_The data_
━━━━━━━━

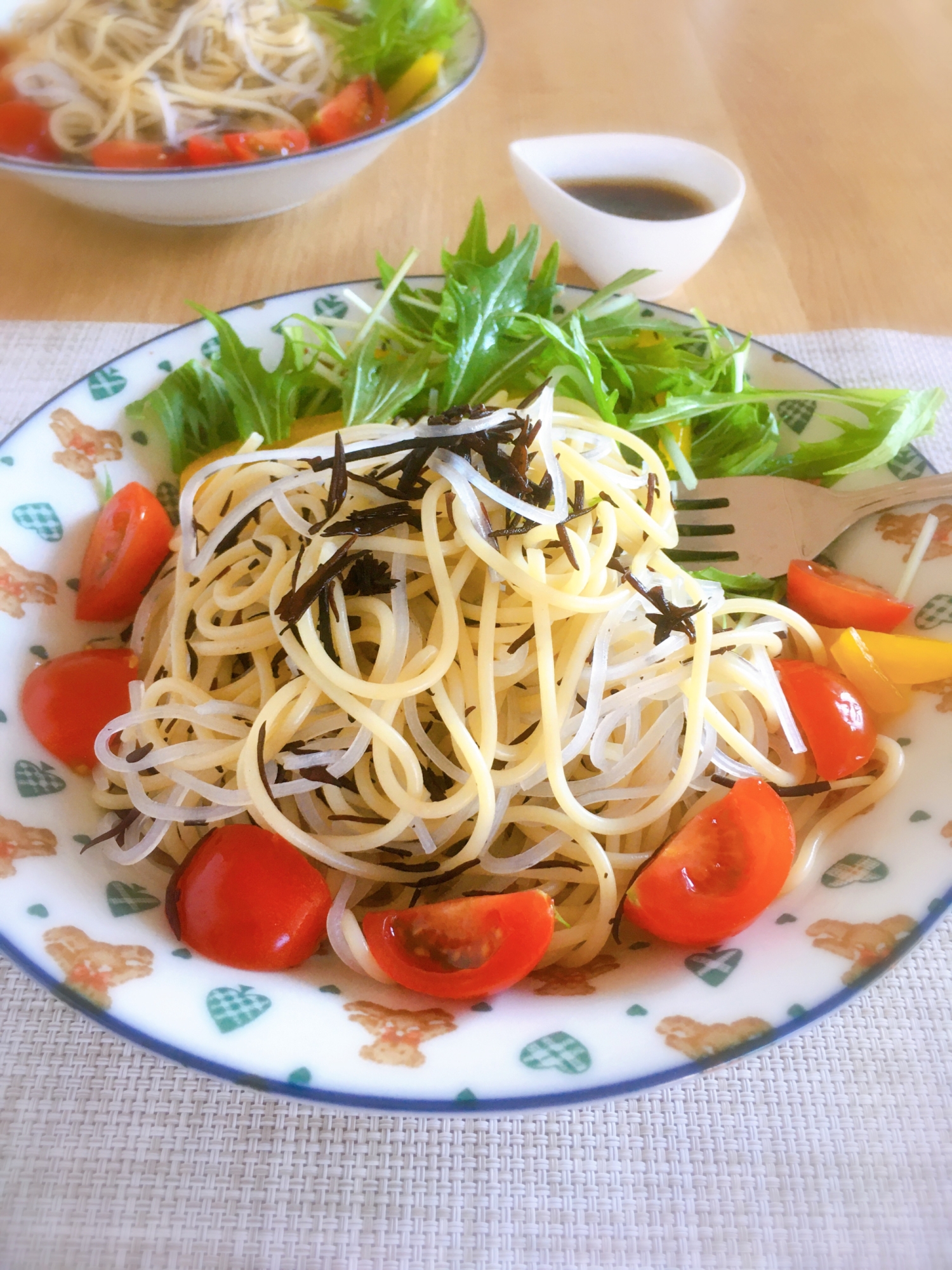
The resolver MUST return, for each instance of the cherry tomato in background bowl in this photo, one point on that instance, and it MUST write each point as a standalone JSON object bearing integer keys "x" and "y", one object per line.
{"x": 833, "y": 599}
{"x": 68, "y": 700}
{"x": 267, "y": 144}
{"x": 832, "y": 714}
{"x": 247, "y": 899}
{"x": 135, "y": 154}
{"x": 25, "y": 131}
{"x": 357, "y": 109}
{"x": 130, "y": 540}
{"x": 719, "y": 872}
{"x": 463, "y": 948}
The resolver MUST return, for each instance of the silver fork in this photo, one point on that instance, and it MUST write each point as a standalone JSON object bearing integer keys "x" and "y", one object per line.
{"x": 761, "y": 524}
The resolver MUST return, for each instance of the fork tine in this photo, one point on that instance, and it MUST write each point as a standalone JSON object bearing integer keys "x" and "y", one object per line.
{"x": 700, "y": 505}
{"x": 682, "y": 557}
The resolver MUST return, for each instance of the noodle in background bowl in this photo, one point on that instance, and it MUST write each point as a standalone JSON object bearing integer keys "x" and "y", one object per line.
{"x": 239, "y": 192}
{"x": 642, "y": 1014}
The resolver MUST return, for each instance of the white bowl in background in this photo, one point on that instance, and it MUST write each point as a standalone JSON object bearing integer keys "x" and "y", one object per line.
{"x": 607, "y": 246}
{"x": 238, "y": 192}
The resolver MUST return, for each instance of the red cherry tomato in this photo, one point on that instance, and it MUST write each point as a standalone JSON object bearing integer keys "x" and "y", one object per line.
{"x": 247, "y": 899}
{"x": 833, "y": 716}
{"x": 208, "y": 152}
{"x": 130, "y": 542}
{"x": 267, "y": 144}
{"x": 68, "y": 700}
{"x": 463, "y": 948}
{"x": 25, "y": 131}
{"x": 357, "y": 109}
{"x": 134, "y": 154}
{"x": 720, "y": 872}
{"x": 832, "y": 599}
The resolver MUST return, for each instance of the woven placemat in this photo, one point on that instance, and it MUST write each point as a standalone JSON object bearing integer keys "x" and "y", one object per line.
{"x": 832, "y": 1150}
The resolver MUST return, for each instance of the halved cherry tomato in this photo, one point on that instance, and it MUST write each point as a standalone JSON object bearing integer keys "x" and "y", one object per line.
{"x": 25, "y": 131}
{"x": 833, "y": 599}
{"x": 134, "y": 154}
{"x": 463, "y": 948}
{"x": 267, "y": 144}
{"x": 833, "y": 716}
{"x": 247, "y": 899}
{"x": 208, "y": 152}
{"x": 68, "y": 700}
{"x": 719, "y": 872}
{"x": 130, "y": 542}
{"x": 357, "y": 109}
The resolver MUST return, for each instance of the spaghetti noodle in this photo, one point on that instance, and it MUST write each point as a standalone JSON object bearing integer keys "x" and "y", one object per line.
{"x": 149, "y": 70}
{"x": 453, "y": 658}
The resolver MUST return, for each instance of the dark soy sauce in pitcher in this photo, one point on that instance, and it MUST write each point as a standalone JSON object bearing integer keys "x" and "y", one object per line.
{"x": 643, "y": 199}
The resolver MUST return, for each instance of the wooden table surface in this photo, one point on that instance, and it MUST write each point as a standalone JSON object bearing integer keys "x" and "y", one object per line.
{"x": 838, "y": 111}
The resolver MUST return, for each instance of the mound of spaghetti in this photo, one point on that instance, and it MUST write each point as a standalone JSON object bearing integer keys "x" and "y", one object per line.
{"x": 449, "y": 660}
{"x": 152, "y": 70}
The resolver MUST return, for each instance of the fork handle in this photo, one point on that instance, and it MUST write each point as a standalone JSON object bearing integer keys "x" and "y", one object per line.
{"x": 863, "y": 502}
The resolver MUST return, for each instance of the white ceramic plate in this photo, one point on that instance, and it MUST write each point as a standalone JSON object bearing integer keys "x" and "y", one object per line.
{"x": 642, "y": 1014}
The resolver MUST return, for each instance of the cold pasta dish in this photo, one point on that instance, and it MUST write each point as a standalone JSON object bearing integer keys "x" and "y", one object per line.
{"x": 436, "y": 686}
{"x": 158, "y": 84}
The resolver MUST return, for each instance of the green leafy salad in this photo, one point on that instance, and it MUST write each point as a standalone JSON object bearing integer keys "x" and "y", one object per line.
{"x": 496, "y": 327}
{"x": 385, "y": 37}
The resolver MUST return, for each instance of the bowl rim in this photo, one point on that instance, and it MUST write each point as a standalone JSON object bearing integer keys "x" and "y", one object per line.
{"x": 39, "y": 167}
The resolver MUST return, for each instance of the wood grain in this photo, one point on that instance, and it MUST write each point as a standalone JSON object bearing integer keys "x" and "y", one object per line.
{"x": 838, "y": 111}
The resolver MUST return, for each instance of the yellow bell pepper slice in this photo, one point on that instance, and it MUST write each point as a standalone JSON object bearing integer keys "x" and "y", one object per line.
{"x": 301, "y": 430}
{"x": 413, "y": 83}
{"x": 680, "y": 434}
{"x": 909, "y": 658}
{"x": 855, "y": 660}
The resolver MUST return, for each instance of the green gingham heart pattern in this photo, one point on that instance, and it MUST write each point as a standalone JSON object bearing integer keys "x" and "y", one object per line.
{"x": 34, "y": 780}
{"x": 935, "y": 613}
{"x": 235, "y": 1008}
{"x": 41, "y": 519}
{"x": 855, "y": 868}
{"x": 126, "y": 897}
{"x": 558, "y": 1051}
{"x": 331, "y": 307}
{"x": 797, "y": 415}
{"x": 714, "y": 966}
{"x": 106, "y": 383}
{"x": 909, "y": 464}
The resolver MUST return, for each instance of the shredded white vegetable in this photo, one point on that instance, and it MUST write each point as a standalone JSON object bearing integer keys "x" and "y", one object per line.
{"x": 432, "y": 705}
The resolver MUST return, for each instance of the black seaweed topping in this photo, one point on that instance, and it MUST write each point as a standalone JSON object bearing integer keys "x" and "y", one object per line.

━━━━━━━━

_Exercise goal_
Reproduce, exactly and with nothing added, the lines from the one that includes "The resolver MUST return, for each instance of the cold" through the last line of the material.

_Exercise response_
The resolver MUST return, for each instance of the cold pasta dish in this photo, one point on that instance, and it MUST write each point as a standalone JSON object bearing integer keys "x" and "y", one object per line.
{"x": 436, "y": 686}
{"x": 158, "y": 84}
The resolver MUST return, for each instance of the green leafy salad in this photo, one point on that instance, and it MUST write each point as a standalone JSON object bearing integer keys "x" and "y", one object per line.
{"x": 496, "y": 327}
{"x": 385, "y": 37}
The resolver MUST return, for each instance of the bowl rim in this photo, one point on that instance, and it MUST write each point as a standalone JSON object bearing integer keys "x" and "y", one object per line.
{"x": 39, "y": 167}
The resolver MUST return, for each instance of the wood grain in this photo, one point on that instance, and it MUST write each point as a standalone JSON object bearing integer keys "x" and "y", one object per line.
{"x": 838, "y": 111}
The resolver MUST return, for each instance of the yellow bell pepper slice in this photo, one point on that instance, and it MUST write each point as a standalone JSON object bearing integer keys "x" and "y", one object per line.
{"x": 301, "y": 430}
{"x": 413, "y": 83}
{"x": 680, "y": 434}
{"x": 909, "y": 658}
{"x": 855, "y": 660}
The resolver MUST return, for each instance of the green gingham heart pattern in this photo, one point on that instance, and it MUST write each point as a standalone JSON object bearing integer keys "x" and "y", one object per line.
{"x": 34, "y": 780}
{"x": 935, "y": 613}
{"x": 235, "y": 1008}
{"x": 41, "y": 519}
{"x": 855, "y": 868}
{"x": 126, "y": 897}
{"x": 558, "y": 1051}
{"x": 331, "y": 307}
{"x": 797, "y": 415}
{"x": 714, "y": 966}
{"x": 106, "y": 383}
{"x": 909, "y": 464}
The resolver MUST return, for each instance of the shredded white vegetable in this photo, one point on that instance, and it MUST write each point as a standalone JSON object bearing integer keys "x" and "y", one object per line.
{"x": 432, "y": 705}
The resolver MUST return, for each instance of the black seaweed topping in this photo, one point on that instance, and it MUST write each point as a standalone JSON object bearing integer keys "x" and "y", one object per line.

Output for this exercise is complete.